| Trecho para leitura |
- - -

Felipe Recondo, BRASÍLIA
A realidade nos protocolos dos tribunais brasileiros faz lembrar ainda hoje
o setor de carga e descarga de um supermercado. Quase dois anos depois de
entrar em vigor a lei de informatização dos processos judiciais, as pilhas
de papéis de petições, inquéritos e ações continuam a chegar aos tribunais
em caminhões e carros dos Correios, como antigamente.
Até hoje, nenhum Estado brasileiro, mesmo os mais ricos, está perto de
completar a informatização dos processos. E pelos cálculos do Conselho
Nacional de Justiça (CNJ), mais dez anos serão necessários até tornar
eletrônicos todos os processos.
Todo esse atraso gera situações que deveriam estar ultrapassadas nos
tribunais. No Superior Tribunal de Justiça (STJ), por exemplo, dois
carteiros cumprem rotina típica de um estivador. Diariamente, o carro dos
Correios pára a 200 metros do protocolo, carregado com 1.200 processos que
chegam ao tribunal. Os dois funcionários descarregam toda manhã de 80 a 120
malotes, cada um com aproximadamente 25 quilos. São quatro carregamentos de
processos, disponibilizados em carros-gaiola comprados pelo STJ. À tarde, os
dois voltam ao tribunal para buscar outros 150 malotes recheados de
processos. Resultado dessa soma: mais de 6 toneladas de papel movimentadas
todo dia.

- - -

[Registros de um conjunto de rotulagem por pontos]
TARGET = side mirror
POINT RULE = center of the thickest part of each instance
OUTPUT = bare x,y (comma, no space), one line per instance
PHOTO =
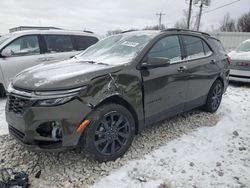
155,62
6,53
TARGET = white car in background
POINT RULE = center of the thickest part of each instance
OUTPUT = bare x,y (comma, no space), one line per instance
24,49
240,65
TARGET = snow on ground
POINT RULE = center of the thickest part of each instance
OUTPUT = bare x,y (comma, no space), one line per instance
3,124
217,156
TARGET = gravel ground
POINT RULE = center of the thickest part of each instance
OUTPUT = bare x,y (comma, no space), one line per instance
73,169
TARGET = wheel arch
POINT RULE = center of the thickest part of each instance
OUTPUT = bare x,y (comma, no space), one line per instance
121,101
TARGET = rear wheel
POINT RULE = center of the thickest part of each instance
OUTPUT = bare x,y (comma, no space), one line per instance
110,133
214,97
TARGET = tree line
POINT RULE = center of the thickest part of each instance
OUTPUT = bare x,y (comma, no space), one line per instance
242,24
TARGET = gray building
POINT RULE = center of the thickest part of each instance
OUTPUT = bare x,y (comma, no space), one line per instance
231,40
21,28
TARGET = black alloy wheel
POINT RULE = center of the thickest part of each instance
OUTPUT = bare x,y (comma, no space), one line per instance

- - -

| O que se pede |
Dê prosseguimento ao texto sobre a informatização dos processos judiciais, a partir da última frase apresentada.

| Resposta ao problema |
Para piorar a situação, os carteiros foram proibidos de estacionar em frente
ao protocolo, onde os processos são deixados. A segurança teria recebido
reclamação de um ministro da corte, que afirmou que a carga e descarga de
processos "enfeia" o STJ. Mais um problema para os dois: a sala onde os
processos são entregues é pequena, o carrinho usado pelos Correios não
entra. E os carteiros são obrigados a arrastar os processos pelo chão.
"Minhas costas começaram a doer", reclama o carteiro Edcarlos Leite.
Na mais alta corte do País, o Supremo Tribunal Federal (STF), a papelada
toma conta dos gabinetes dos ministros. Em muitos, ocupam todas as estantes
disponíveis e se espalham pelo chão na falta de prateleiras. Diante do
volume de processos, o tribunal comprou um carrinho motorizado para carregar
a papelada. Mas o que mais se vê nos corredores são funcionários
terceirizados levando pilhas de processos em carrinhos puxados a mão.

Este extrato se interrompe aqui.